▸ TRAVAIL À FAIRE:
**A.** Recopiez fidèlement le texte cité de "Je suis dans" à "les mêmes questions.".
**B.** D'après le texte cité, dites par oui ou par non si chaque affirmation est juste, en citant les mots qui tranchent : (i) Une femme libre parraine une petite fille par l'entremise de Soleil des nations ; (ii) selon Une femme libre, l'Unicef est favorable à l'adoption ; (iii) André PAILLÉ juge les photos décevantes.

▸ TEXTE CITÉ:
Marico Renaud a dit…

Je suis dans le même questionnement que Framboise et prête aussi à parrainer, mais que ce soit vraiment utilisé pour les enfants et ceux qui en prennent soin.
Avez-vous des suggestions? Je suis certaine que bien des gens se posent les mêmes questions.

Franky a dit…

Jean-François, je te lis depuis le début...et j'ai mal...tellement...et malgré les sous donnés et redonnés..on se sent tellement impuissant...je disais à Josée il y a pas si longtemps...si j'étais plus jeune...j'adopterais...j'irais...mais ...je t'admire ainsi que Johanne d'être restés..là..malgré tout...et surtout..de continuer votre mission...samedi, ns irons enterrez Roger qui avait lui aussi à coeur ces missions...Ton ancienne collègue...F

Une femme libre a dit…

Ironique que l'Unicef, qui est contre l'adoption, soit l'organisme qui gère les adoptions!

Une femme libre a dit…

Pour parrainer, il y a Soleil des nations en qui j'ai confiance. Je parraine depuis peu une petite fille par leur entremise. La responsable du parrainage, qui connaît bien Haïti, a un blogue: Mamounia "http://secretmom.canalblog.com"

André PAILLÉ a dit…

Vos Photos sont exceptionnelles. WOW
Et en plus accompagnées d'un texte qui porte à réfléchir.

▸ DONNÉES EXTRAITES:

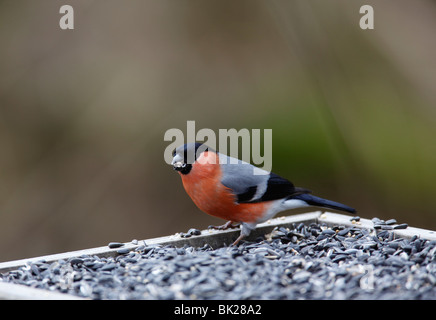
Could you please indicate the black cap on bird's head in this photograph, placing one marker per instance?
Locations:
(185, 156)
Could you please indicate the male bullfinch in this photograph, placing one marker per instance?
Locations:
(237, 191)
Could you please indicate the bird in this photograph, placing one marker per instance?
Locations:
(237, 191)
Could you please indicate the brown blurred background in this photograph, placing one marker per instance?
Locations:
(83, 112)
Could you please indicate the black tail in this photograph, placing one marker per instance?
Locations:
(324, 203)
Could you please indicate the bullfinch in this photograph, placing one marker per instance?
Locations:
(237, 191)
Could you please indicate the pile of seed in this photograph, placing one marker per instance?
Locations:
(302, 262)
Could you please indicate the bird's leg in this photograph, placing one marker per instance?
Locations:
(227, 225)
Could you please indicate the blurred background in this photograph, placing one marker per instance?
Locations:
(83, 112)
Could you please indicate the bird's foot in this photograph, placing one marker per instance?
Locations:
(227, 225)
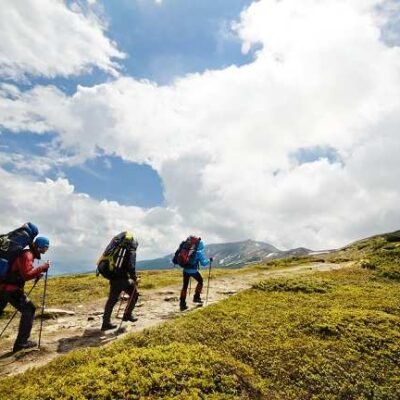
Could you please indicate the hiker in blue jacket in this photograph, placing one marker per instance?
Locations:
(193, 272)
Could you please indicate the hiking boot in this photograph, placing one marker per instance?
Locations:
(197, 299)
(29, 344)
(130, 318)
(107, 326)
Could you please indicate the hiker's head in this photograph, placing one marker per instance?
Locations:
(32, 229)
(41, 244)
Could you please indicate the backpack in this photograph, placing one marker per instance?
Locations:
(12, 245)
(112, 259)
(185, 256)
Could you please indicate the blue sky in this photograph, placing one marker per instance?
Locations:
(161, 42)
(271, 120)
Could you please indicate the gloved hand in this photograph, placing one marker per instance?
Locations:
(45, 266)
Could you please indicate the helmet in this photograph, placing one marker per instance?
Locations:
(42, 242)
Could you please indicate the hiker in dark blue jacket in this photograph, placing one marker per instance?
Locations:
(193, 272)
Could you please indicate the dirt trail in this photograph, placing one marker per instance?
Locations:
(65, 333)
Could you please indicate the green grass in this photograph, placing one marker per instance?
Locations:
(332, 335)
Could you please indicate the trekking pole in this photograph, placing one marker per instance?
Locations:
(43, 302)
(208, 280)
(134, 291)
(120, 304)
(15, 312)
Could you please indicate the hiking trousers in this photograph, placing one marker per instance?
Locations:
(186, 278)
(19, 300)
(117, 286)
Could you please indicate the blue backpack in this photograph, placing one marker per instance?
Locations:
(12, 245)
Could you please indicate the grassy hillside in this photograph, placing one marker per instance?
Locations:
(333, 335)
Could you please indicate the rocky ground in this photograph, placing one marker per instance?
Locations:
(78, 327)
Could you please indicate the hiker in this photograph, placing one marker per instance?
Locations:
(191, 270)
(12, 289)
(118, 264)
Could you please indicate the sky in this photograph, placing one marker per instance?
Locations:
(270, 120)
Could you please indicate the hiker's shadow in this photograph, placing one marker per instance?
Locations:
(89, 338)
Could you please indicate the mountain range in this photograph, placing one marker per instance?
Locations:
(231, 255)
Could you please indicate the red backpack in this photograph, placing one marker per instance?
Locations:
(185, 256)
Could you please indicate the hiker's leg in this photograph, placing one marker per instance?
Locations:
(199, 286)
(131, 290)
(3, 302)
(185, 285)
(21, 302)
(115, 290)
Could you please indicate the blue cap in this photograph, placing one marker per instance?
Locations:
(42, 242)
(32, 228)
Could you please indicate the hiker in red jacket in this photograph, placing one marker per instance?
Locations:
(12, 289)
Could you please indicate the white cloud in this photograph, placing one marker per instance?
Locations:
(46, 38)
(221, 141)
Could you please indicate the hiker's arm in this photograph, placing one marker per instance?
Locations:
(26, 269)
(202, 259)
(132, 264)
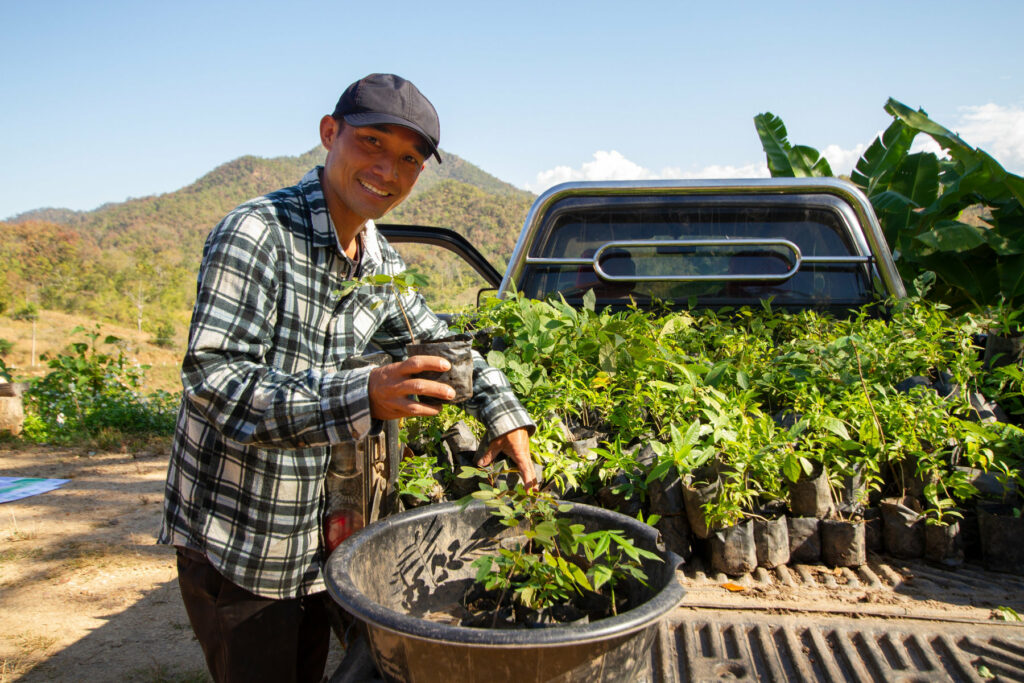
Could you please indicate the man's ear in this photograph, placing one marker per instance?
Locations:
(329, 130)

▸ RÉPONSES ATTENDUES:
**A.**
Je suis dans le même questionnement que Framboise et prête aussi à parrainer, mais que ce soit vraiment utilisé pour les enfants et ceux qui en prennent soin.
Avez-vous des suggestions? Je suis certaine que bien des gens se posent les mêmes questions.

**B.**
(i) Oui : « Je parraine depuis peu une petite fille par leur entremise. »
(ii) Non : « l'Unicef, qui est contre l'adoption »
(iii) Non : « Vos Photos sont exceptionnelles. »